**TASK DETAILS:**
Go through the material that comes after this and count the lines containing "bedroom"; report only the count.

**SUPPLIED RECORDS:**
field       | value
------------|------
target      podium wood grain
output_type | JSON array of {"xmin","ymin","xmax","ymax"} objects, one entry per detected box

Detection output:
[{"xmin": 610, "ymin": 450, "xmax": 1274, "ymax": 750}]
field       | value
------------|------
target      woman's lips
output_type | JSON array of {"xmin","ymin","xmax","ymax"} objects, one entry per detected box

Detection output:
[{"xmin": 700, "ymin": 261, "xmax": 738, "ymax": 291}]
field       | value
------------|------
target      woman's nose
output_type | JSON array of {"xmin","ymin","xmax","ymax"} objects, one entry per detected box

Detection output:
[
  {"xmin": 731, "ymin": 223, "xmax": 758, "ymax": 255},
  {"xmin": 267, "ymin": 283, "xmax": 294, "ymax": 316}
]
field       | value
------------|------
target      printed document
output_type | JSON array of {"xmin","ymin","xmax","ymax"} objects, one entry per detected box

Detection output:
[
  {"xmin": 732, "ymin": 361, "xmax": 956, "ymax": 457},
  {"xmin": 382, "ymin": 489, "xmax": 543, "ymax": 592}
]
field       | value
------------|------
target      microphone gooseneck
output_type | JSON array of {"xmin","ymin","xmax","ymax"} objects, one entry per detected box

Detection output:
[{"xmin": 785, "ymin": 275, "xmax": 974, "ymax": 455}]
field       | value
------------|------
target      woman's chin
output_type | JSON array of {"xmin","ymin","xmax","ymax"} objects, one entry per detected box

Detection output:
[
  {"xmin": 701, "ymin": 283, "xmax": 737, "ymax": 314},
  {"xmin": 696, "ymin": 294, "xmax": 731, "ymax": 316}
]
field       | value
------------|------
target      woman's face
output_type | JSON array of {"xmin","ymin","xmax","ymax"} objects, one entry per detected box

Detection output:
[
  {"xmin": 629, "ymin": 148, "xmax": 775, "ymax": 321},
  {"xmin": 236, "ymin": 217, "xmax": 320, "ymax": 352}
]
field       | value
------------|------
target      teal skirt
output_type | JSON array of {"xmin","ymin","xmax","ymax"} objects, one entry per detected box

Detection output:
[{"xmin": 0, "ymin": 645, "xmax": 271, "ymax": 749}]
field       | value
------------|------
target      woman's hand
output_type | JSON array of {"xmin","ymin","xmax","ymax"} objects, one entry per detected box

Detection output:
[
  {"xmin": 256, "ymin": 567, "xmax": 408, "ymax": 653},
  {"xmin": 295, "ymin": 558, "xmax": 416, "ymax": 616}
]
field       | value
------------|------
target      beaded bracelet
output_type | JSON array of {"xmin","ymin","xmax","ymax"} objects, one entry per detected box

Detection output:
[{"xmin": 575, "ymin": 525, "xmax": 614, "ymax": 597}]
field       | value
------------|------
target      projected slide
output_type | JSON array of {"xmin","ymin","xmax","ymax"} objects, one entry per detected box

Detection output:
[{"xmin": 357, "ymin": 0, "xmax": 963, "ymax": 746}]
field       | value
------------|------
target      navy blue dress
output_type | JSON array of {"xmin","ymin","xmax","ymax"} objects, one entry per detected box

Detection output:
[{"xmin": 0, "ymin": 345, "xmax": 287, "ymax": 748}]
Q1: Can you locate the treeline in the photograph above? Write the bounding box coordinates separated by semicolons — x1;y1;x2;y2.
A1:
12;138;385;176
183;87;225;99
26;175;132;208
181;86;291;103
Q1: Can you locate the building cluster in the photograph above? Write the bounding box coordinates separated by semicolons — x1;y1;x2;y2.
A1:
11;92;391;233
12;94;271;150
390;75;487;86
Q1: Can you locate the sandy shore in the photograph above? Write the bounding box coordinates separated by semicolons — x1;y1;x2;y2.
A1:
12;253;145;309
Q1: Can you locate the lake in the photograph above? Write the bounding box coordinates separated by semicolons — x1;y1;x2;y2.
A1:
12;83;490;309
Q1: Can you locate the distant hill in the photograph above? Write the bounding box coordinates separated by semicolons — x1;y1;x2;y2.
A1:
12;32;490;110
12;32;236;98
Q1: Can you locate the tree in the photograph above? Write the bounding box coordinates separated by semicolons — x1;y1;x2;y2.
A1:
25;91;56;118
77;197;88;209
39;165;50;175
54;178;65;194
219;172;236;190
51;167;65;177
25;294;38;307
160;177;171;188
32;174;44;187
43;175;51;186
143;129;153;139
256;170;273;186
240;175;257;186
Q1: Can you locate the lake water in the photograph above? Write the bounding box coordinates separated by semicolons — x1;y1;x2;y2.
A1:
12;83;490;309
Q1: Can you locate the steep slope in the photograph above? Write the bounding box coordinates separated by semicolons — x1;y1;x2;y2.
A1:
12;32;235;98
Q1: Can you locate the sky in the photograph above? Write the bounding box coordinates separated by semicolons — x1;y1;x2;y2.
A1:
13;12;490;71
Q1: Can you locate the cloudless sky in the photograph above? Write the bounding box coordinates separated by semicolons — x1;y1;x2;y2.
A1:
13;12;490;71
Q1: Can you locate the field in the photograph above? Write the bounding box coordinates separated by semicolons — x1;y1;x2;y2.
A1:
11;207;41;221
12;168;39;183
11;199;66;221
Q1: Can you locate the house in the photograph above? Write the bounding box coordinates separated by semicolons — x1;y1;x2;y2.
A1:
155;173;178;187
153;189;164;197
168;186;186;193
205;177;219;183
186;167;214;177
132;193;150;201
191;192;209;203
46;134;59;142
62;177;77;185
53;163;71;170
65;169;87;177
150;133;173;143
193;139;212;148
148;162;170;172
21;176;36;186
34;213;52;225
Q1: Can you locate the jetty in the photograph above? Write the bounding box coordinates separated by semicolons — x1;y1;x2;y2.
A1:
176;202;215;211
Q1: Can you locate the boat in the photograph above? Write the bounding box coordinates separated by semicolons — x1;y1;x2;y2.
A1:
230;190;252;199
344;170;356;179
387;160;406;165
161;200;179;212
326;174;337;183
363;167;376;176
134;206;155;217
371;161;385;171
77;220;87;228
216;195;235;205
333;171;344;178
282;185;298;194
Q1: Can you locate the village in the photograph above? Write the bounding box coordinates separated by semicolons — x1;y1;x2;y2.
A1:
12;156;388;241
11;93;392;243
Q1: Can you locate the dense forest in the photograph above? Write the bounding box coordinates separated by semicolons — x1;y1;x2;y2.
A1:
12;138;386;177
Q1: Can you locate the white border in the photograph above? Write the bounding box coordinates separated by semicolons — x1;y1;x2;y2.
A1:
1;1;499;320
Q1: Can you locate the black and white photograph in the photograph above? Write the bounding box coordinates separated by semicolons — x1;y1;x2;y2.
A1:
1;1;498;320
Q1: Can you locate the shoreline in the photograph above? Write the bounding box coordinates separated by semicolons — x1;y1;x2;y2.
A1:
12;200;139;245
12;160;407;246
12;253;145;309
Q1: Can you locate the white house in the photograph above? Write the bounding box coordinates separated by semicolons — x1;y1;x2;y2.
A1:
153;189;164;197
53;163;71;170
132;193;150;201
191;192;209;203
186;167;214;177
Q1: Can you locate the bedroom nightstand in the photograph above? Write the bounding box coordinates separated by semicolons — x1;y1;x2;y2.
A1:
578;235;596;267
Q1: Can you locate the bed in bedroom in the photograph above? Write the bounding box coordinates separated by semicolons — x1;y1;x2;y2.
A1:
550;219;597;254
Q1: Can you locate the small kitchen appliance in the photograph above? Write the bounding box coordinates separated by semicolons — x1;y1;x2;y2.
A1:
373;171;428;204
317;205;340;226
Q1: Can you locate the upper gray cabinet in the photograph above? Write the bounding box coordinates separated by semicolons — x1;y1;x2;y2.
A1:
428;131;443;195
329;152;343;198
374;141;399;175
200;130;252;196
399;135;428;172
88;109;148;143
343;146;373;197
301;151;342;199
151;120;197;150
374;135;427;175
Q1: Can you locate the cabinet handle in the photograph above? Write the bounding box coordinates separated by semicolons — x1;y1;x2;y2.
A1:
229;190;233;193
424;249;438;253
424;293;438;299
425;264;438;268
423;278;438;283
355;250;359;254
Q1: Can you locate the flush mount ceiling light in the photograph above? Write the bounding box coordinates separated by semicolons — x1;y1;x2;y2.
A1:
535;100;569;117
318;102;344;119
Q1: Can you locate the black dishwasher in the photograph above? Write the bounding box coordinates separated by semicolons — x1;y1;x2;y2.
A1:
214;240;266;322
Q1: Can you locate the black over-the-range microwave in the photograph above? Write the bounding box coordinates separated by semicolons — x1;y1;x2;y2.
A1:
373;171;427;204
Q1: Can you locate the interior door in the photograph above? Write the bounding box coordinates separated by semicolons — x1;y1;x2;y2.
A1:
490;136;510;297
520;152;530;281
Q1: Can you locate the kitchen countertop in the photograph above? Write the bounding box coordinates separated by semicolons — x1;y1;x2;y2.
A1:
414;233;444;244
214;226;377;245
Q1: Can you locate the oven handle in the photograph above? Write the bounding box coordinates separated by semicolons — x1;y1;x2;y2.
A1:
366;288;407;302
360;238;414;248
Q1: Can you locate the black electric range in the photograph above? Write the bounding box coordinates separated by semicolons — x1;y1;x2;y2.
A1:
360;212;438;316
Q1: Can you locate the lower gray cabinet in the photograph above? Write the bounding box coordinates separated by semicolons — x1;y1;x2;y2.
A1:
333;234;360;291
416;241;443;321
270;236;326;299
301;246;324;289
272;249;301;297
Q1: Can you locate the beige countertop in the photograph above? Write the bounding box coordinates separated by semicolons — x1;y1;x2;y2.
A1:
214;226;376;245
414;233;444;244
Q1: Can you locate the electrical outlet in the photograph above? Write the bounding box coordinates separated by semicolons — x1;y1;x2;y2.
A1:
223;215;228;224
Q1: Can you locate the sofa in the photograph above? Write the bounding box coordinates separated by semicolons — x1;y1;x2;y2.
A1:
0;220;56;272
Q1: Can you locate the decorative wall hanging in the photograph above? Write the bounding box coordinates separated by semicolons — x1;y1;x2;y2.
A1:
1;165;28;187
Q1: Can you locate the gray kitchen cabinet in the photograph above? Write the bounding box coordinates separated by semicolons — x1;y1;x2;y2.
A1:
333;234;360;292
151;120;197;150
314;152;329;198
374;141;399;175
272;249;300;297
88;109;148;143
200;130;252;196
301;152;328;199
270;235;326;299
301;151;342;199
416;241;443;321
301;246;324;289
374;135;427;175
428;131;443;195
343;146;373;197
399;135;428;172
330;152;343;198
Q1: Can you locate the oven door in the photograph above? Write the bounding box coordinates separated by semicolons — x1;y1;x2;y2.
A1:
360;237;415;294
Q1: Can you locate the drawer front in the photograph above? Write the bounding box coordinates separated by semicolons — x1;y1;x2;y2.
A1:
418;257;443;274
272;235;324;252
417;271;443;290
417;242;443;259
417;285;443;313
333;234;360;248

**THE ANSWER:**
2